**Activity 1:** In the research career account, what was the simple polar ordination in the Pearl River basin study used for?
**Activity 2:** In the research career account, rename "community ecologist" to "wetland ecologist" across the stretch from "What follows is" through "a 'community ecologist'.", and give that stretch with the change.
**Activity 3:** Go on with the research career account from the point where it stops.

**Exercise passage:**
------------

What follows is a brief description of my major research endeavors of the past.  Because of them, I believe one would label me a 'community ecologist'.


Tulane Days

I began my research career while a graduate student at Tulane University.   There I undertook two monumental and seminal studies on Louisiana wetlands.  The first was thesis research associated with my Masters degree and involved the first comprehensive study of the dominant wetland plants in the saline marshes of the State.  The work spun off from some contractual work in the marshes south of the fishing village of Delacroix located southeast of New Orleans.  The work was also the first to look at primary productivity and decomposition of the State's most prevalent marsh plants.  Immediately following that study, I had the opportunity to begin a landscape scale study of the plant communities in the southern portion of the Pearl River basin.   It became the research for my Doctor of Philosophy degree.  This phytosociological study was about the continuum of vegetation associations from the hardwood bottoms, through cypress-tupelo wetlands, into the fresh and saline marshes at and near the terminus of the basin.  A simple polar ordination was used as the tool to elucidate the community relationships.  Finally, my last years at Tulane were spent on two new projects, (1) quantifying woody plants of two regional forested areas, one in the northern Yucatan Peninsula, and the other here in southeastern Louisiana.  These data and studies are still under analysis, today.  (2) With my former thesis advisor (Leonard Thien), we looked at the pollination biology of the primitive, local angiosperm, Illicium floridanum and its relative, I. parviflorum, in northern Florida.

------------

**Stored data entries:**
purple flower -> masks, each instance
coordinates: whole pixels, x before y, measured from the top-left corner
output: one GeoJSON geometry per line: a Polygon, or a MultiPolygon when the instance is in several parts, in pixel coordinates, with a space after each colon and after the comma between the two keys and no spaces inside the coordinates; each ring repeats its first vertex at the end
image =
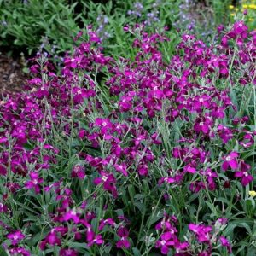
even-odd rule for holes
{"type": "Polygon", "coordinates": [[[29,189],[34,189],[36,194],[40,193],[39,184],[44,182],[43,177],[39,177],[38,173],[36,172],[31,172],[29,176],[31,180],[25,183],[25,187],[29,189]]]}
{"type": "Polygon", "coordinates": [[[233,170],[236,170],[238,168],[238,161],[237,157],[239,156],[237,152],[231,152],[227,156],[224,157],[223,159],[224,161],[222,164],[222,169],[224,171],[227,171],[229,167],[230,167],[233,170]]]}
{"type": "Polygon", "coordinates": [[[25,235],[23,235],[20,230],[17,230],[14,233],[8,234],[7,238],[12,241],[13,246],[15,246],[20,240],[25,238],[25,235]]]}

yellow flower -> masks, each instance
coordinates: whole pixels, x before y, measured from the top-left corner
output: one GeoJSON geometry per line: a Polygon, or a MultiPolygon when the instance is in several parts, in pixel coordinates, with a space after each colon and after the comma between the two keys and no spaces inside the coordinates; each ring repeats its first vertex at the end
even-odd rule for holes
{"type": "Polygon", "coordinates": [[[256,191],[253,191],[253,190],[249,191],[249,195],[251,195],[252,197],[256,196],[256,191]]]}

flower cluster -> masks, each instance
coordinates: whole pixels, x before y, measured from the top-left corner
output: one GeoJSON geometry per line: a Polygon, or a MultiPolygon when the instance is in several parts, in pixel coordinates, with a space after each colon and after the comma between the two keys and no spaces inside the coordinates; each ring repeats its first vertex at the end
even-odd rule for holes
{"type": "Polygon", "coordinates": [[[237,21],[219,29],[217,44],[183,34],[166,61],[170,39],[143,27],[134,28],[134,59],[105,55],[89,30],[60,73],[44,56],[26,90],[3,96],[0,214],[11,255],[230,253],[224,210],[236,211],[230,204],[242,195],[234,193],[255,172],[246,111],[254,108],[256,33],[237,21]],[[186,200],[203,210],[195,214],[186,200]]]}

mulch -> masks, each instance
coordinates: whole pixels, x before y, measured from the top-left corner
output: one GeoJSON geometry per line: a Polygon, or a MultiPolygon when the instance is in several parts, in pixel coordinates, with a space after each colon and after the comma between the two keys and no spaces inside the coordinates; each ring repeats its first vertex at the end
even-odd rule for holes
{"type": "Polygon", "coordinates": [[[21,59],[15,59],[0,52],[0,96],[20,92],[26,79],[22,71],[21,59]]]}

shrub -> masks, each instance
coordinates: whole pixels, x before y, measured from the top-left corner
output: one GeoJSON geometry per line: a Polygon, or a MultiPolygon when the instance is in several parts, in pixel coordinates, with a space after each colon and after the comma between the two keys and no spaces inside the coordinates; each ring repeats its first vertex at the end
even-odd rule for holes
{"type": "Polygon", "coordinates": [[[124,29],[134,60],[89,30],[61,75],[43,55],[2,99],[3,251],[254,254],[255,32],[184,34],[169,55],[165,34],[124,29]]]}

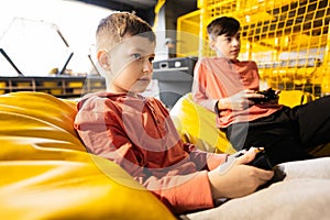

------------

**Exercise response 1:** The simple polar ordination was the tool used to elucidate the community relationships. It did this in the phytosociological study of the vegetation continuum, which ran from the hardwood bottoms through cypress-tupelo wetlands into the fresh and saline marshes near the terminus of the basin.

**Exercise response 2:**
What follows is a brief description of my major research endeavors of the past.  Because of them, I believe one would label me a 'wetland ecologist'.

**Exercise response 3:**
 
 

Early Loyola Days

Upon arrival at Loyola University in 1983, I immediately undertook a collaborative study on fishes of southern and western Mississippi with one of my former mentors (Royal D. Suttkus).  The project was a way to have undergraduate students participate in simple research projects.  Over the first several years, I made over 110 fish collections with the help of many students.  At this same time, I began research at the mouth of the Mississippi River on land owned and operated by the United States Fish and Wildlife Service.  At first, the study simply was to document the development of plant communities on new mudflats to compare with mudflats created by humans after the manipulation of the hydrology.  The question of whether humans could duplicate the results of nature was an important one to the wildlife managers of the area.  Migratory birds depend upon the mudflats for their over winter food.

By the late 1980’s, I solicited the expertise of a plant geneticist in Biology (Don Hauber) to study the dominant wetland plant in the peripheral wetlands of the Mississippi River delta.  The tall cane, Phragmites australis, grows in huge stands like the one shown in the photo of an area just east of South Pass.  In the delta it clearly shows clonal patterns to growth that has turned out to be interesting from a genetic and invasive perspective.  The projects that we completed on Phragmites were of great value for their support of undergraduate research in Biology at Loyola University.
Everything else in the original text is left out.